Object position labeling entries
§ §

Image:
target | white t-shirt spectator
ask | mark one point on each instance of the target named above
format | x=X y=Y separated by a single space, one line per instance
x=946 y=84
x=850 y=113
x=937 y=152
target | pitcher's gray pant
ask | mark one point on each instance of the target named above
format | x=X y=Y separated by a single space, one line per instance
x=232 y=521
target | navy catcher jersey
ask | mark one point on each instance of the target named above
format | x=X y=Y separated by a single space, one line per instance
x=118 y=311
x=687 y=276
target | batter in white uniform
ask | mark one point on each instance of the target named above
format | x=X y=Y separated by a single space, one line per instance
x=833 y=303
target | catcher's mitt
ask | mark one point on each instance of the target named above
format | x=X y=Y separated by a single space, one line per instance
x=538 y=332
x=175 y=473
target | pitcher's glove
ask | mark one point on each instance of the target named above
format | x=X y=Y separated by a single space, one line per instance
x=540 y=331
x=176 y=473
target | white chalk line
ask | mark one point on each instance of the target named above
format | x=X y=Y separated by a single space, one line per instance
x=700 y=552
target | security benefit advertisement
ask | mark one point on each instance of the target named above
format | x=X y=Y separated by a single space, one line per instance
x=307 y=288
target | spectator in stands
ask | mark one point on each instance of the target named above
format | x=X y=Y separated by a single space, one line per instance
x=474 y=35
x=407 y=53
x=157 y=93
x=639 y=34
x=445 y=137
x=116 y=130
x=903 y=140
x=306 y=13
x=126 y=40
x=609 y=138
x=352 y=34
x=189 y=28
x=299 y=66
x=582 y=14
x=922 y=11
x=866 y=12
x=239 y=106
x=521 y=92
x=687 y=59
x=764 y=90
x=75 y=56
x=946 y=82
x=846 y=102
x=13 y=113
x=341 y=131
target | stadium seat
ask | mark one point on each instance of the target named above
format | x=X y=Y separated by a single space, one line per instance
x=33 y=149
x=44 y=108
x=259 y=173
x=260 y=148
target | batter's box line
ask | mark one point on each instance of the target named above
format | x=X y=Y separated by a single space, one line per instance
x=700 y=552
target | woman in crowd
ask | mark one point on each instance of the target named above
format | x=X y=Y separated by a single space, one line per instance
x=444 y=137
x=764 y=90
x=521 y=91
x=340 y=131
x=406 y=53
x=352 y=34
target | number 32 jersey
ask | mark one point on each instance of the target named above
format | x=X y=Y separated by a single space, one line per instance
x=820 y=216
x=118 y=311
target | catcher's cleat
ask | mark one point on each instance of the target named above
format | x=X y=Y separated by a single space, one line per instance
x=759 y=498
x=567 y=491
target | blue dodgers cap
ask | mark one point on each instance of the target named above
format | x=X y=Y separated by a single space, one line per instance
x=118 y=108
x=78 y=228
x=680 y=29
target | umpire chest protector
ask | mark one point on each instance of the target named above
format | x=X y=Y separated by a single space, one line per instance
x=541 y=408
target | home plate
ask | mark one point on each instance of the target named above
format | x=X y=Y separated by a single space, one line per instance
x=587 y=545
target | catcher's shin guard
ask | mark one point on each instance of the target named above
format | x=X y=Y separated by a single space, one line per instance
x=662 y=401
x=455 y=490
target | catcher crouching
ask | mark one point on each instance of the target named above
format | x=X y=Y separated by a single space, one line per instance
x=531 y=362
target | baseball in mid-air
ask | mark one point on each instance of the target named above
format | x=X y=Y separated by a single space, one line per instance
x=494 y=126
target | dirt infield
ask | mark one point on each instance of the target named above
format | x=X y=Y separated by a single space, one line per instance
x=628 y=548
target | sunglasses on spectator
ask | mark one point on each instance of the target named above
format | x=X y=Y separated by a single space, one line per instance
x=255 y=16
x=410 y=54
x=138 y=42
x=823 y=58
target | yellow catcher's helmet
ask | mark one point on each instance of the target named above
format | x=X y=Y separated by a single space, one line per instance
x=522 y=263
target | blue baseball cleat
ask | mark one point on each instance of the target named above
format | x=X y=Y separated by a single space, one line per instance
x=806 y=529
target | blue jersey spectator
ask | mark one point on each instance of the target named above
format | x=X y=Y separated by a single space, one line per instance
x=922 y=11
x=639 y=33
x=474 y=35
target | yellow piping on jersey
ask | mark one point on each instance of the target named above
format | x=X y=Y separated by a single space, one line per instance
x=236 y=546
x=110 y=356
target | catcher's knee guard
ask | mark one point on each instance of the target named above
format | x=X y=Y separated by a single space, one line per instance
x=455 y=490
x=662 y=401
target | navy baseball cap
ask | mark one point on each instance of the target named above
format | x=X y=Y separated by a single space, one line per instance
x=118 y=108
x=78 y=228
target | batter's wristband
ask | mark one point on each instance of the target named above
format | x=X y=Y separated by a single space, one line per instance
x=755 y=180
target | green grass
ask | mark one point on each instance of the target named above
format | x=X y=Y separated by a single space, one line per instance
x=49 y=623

§ §

#### Description of the task
Starting at the beginning of the rows and stopping after the line that contains "x=937 y=152", write those lines out again with "spectator" switched to "fan" and everything else left unchanged.

#### Exercise solution
Image:
target | white t-shirt fan
ask | mark one point on each instance of the target named above
format | x=X y=Y separated by a single space, one line per instance
x=946 y=84
x=850 y=113
x=937 y=152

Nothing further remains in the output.